### [Data supplied]
========

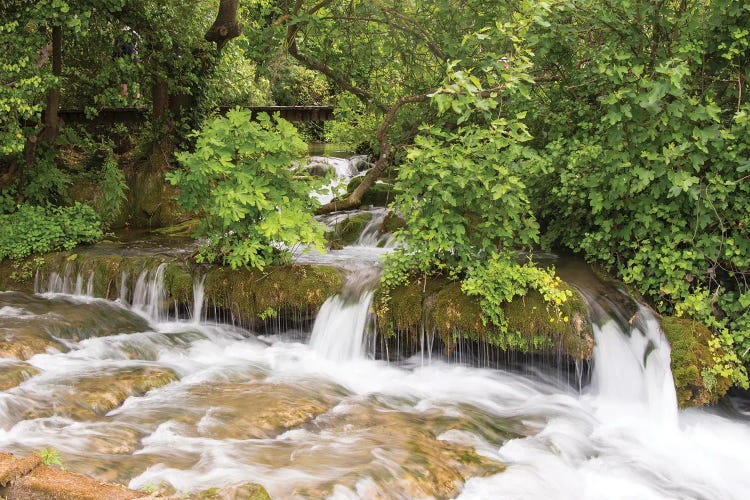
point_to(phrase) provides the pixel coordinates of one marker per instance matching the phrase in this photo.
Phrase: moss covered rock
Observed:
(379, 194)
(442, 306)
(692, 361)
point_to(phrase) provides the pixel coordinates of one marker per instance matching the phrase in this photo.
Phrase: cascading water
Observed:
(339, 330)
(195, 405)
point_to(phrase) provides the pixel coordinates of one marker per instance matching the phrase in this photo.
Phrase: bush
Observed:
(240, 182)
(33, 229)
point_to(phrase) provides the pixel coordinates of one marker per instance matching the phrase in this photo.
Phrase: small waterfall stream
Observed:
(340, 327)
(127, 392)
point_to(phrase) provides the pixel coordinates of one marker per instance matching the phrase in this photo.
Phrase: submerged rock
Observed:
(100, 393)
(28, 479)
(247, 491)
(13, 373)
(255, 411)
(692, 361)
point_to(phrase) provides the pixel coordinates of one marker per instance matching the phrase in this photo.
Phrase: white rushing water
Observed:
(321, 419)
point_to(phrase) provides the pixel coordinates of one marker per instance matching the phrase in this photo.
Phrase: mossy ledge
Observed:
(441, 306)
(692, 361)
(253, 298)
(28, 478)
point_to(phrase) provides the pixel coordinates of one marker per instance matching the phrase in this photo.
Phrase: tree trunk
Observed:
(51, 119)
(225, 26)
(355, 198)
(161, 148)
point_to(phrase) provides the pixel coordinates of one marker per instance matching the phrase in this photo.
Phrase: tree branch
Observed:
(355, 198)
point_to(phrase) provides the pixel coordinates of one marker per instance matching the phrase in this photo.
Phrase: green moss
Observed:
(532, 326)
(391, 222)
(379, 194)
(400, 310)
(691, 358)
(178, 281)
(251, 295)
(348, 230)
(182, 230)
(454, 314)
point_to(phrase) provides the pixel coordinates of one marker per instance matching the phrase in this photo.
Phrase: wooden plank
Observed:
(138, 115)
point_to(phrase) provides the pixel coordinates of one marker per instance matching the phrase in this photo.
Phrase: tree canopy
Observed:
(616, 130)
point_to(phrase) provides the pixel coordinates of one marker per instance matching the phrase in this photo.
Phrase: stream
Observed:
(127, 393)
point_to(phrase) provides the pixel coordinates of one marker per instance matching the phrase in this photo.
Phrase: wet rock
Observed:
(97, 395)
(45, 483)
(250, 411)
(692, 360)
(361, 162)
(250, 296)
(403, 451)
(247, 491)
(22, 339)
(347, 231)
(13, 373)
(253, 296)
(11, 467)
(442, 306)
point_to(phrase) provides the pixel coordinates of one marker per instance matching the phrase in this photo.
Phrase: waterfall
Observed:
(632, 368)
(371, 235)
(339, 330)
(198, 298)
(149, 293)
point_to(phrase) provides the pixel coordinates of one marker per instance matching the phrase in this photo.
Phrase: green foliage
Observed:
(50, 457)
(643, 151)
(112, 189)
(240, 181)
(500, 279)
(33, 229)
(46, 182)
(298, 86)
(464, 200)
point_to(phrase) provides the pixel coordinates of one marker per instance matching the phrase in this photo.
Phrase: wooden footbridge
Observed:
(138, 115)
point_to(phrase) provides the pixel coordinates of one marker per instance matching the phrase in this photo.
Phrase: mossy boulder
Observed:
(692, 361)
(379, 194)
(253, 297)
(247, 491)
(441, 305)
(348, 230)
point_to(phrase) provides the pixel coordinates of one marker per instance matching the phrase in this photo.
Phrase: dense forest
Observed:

========

### [Task prompt]
Among the lines of the material, some contain the string "tree". State how many, and nothing more.

### [Task result]
3